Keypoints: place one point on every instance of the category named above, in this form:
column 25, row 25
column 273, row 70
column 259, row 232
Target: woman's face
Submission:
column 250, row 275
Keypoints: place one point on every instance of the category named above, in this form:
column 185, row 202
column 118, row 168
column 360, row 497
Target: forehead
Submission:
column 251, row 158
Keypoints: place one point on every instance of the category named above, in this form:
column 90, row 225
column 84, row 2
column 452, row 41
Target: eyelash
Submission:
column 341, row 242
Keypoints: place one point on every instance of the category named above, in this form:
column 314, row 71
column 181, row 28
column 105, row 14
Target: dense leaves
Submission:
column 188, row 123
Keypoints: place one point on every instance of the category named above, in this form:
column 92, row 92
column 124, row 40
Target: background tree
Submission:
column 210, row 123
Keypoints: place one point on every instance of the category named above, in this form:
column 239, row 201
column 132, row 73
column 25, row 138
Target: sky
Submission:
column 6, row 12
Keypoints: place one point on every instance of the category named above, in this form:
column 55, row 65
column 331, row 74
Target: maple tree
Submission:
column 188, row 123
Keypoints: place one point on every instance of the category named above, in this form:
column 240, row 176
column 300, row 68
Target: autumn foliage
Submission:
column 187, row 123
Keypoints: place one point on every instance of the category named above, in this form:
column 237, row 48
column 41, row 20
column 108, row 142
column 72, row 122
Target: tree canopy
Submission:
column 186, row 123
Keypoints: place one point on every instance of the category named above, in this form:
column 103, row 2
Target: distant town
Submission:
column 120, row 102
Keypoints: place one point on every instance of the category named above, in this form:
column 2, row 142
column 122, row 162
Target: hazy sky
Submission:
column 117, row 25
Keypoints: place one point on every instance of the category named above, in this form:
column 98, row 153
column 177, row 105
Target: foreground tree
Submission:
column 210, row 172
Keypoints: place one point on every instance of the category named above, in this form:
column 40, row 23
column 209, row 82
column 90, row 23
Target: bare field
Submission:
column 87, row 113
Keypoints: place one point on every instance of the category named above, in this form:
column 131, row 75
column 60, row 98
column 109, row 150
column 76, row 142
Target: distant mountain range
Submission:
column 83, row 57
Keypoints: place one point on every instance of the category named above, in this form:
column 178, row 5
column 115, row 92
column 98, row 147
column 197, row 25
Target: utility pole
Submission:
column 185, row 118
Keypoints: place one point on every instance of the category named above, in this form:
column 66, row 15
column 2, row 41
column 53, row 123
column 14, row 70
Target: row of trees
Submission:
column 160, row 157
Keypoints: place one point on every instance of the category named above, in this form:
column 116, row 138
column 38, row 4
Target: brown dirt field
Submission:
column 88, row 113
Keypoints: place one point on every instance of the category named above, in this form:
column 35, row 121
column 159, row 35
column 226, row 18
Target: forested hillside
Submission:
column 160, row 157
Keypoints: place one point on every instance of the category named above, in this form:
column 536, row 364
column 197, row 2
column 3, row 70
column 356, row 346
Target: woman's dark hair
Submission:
==============================
▶ _EXERCISE DETAILS_: All of the records must be retyped exactly as they are.

▶ _TASK ANSWER_:
Keypoints: place one point on every instance of the category named above, in this form:
column 25, row 25
column 273, row 70
column 259, row 232
Target: woman's face
Submission:
column 250, row 275
Keypoints: place one point on every instance of the category named above, in this form:
column 185, row 202
column 118, row 168
column 360, row 497
Target: forehead
Submission:
column 251, row 158
Keypoints: place one point on every instance of the category named above, in this form:
column 90, row 225
column 84, row 2
column 452, row 41
Target: eyelash
Submission:
column 341, row 242
Keypoints: place one point on every instance of the category named above, in this form:
column 314, row 71
column 181, row 28
column 105, row 14
Target: dense leaves
Submission:
column 188, row 123
Keypoints: place one point on every instance of the category named above, in this form:
column 92, row 92
column 124, row 40
Target: background tree
Submission:
column 210, row 123
Keypoints: place one point on every instance of the category named above, in this form:
column 239, row 201
column 132, row 73
column 25, row 138
Target: sky
Submission:
column 6, row 12
Keypoints: place one point on every instance of the category named above, in this form:
column 55, row 65
column 331, row 74
Target: maple tree
Submission:
column 188, row 123
Keypoints: place one point on every instance of the category named above, in this form:
column 240, row 176
column 300, row 68
Target: autumn foliage
Submission:
column 187, row 123
Keypoints: place one point on every instance of the category named above, in this form:
column 237, row 48
column 41, row 20
column 108, row 142
column 72, row 122
Target: tree canopy
Submission:
column 186, row 123
Keypoints: place one point on every instance of the category named above, in this form:
column 103, row 2
Target: distant town
Submission:
column 120, row 102
Keypoints: place one point on every instance of the category named above, in this form:
column 2, row 142
column 122, row 162
Target: hazy sky
Submission:
column 117, row 25
Keypoints: place one point on every instance of the category named above, in this form:
column 98, row 153
column 177, row 105
Target: foreground tree
Submission:
column 210, row 172
Keypoints: place one point on every instance of the category named above, in this form:
column 40, row 23
column 209, row 82
column 90, row 23
Target: bare field
Submission:
column 87, row 113
Keypoints: place one point on every instance of the category named above, in this form:
column 131, row 75
column 60, row 98
column 109, row 150
column 76, row 142
Target: distant mountain range
Submission:
column 83, row 57
Keypoints: place one point on every instance of the category named above, in this form:
column 178, row 5
column 115, row 92
column 98, row 147
column 197, row 25
Target: utility pole
Submission:
column 185, row 118
Keypoints: place one point on every instance of the category named above, in this form:
column 66, row 15
column 2, row 41
column 53, row 123
column 14, row 70
Target: row of trees
Submission:
column 160, row 157
Keypoints: place one point on every instance of the category named above, in this form:
column 116, row 138
column 38, row 4
Target: brown dirt field
Submission:
column 88, row 113
Keypoints: place one point on every instance of the category named above, in this form:
column 35, row 121
column 159, row 35
column 226, row 18
Target: forested hillside
Submission:
column 160, row 157
Keypoints: place one point on every instance of the category named above, in this form:
column 536, row 364
column 197, row 2
column 3, row 70
column 356, row 346
Target: woman's dark hair
Submission:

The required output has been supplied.